▸ **Work item**
Repeat the entries. Each one must match exactly.

── Listed records

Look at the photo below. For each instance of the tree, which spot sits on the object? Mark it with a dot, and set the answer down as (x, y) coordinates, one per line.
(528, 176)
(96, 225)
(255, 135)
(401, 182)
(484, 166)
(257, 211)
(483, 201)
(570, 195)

────

▸ **Response**
Look at the photo below. For each instance of the tree, which spot sits on the object? Mark it with a dot, and set the answer down as (x, y) coordinates, one per line.
(528, 176)
(96, 225)
(255, 135)
(401, 182)
(484, 166)
(257, 211)
(483, 201)
(570, 195)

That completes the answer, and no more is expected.